Down to the last line, repeat the data below exactly.

Input:
■ ■ ■ ■
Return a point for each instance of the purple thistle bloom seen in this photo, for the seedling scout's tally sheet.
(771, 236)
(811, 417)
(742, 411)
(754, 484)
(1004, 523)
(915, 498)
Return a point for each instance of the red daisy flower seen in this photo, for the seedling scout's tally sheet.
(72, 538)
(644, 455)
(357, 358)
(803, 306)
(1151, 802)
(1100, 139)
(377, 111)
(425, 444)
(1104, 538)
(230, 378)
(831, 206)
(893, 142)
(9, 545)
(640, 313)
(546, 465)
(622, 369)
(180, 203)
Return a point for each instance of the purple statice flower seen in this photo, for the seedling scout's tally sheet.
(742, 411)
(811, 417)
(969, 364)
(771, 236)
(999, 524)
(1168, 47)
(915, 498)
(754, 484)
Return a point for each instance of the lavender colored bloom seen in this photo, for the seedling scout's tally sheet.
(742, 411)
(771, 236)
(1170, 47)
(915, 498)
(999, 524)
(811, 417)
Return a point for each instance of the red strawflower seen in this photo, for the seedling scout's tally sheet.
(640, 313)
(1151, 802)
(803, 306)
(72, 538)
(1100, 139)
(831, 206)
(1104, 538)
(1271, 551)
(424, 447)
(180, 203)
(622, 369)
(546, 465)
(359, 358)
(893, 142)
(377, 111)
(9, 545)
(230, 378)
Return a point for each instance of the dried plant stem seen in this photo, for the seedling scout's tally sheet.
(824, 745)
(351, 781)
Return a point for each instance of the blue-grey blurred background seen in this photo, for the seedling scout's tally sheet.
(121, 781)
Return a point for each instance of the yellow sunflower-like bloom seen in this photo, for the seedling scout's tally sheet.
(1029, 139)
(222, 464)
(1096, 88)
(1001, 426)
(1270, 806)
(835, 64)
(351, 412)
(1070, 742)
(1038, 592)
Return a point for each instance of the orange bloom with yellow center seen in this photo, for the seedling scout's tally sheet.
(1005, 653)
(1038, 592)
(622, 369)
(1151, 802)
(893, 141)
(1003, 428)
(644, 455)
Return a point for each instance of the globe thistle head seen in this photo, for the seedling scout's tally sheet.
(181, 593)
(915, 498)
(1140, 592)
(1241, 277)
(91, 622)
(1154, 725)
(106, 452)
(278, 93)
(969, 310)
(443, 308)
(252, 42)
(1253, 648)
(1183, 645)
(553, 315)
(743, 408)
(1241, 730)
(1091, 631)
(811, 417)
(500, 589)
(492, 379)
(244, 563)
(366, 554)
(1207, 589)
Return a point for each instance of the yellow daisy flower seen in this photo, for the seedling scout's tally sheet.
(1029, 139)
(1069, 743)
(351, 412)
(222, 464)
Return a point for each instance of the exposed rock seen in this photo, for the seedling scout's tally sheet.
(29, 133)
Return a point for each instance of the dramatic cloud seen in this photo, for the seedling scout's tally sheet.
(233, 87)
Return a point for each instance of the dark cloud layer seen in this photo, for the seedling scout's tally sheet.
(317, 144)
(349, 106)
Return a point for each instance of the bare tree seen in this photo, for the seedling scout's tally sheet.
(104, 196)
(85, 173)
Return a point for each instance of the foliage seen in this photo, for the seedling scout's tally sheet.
■ ■ ■ ■
Solution:
Return a point for each instance of the purple thistle bloom seen in this photo, for the seedling scout's tally sheet.
(771, 236)
(811, 417)
(742, 411)
(754, 484)
(1004, 523)
(915, 498)
Return a point for each instance of the red daisy flower seen in this photo, for the seedling scout's tally sheet.
(72, 538)
(644, 455)
(357, 358)
(803, 306)
(1151, 802)
(1100, 139)
(377, 111)
(425, 444)
(1104, 538)
(230, 378)
(831, 206)
(893, 142)
(9, 545)
(640, 313)
(546, 465)
(622, 369)
(180, 203)
Return a point for each instance of the purple statice flower seen in this photo, for the seedling scout's tally sheet.
(742, 411)
(811, 417)
(969, 364)
(771, 236)
(999, 524)
(1168, 47)
(915, 498)
(754, 484)
Return a point for each instance of the lavender colored bloom seen in this photo, for the seedling scout's tally sheet.
(742, 411)
(771, 236)
(1170, 47)
(915, 498)
(999, 524)
(811, 417)
Return a point for each instance of the red strawflower seen in this photo, for the seedling scout's tally sheet.
(640, 313)
(1151, 802)
(803, 306)
(72, 538)
(1100, 139)
(831, 206)
(1104, 538)
(1271, 551)
(424, 447)
(180, 203)
(622, 369)
(546, 465)
(359, 358)
(893, 142)
(377, 111)
(9, 545)
(230, 378)
Return a point for each instance of the dried plant stem seen in this photo, for the seedling scout's tally sheet.
(824, 745)
(351, 781)
Return a point for each instance of the blue-grey blurred background seen in this photo, for the seedling scout's tally sheet.
(121, 781)
Return a point for each instance of the yellow sunflower-like bloom seen in this photo, for the seedling scout's tally sheet.
(1029, 139)
(222, 464)
(1096, 88)
(1001, 426)
(1270, 806)
(835, 64)
(351, 412)
(1070, 742)
(1038, 592)
Return a point for each instance of the orange bloom with yellow center seen in this photo, for the seedling scout's tally sheet.
(1005, 653)
(1038, 592)
(622, 369)
(1151, 802)
(893, 141)
(1003, 428)
(644, 455)
Return a point for each instance of the globe thistle head seen in this photo, for the seedling scout's tally sheet.
(181, 593)
(915, 498)
(1140, 592)
(1241, 277)
(91, 622)
(1154, 725)
(106, 452)
(278, 93)
(969, 310)
(443, 308)
(252, 42)
(1253, 648)
(1183, 645)
(553, 315)
(743, 408)
(1241, 730)
(1091, 631)
(811, 417)
(500, 589)
(492, 379)
(244, 563)
(366, 554)
(1207, 589)
Return a point for each instance of the yellow daisy flower seen in this photo, for the seedling scout's tally sheet.
(1029, 139)
(1069, 743)
(351, 412)
(222, 464)
Return a point for each instance of the exposed rock seen in this photo, for the seedling scout's tally sheet.
(29, 133)
Return a point for each instance of the dramatic cloud seen in this photo, for the seedling scout's tally sheet.
(233, 87)
Return a point for each instance of the dark cloud layer seen in this photo, for the seedling scout's tally sheet.
(317, 144)
(349, 106)
Return a point for each instance of the bare tree seen in this photo, for the seedling scout's tally sheet.
(104, 196)
(85, 173)
Return a point for each instance of the foliage seen in this photo, for the seedling scout's tally sheet.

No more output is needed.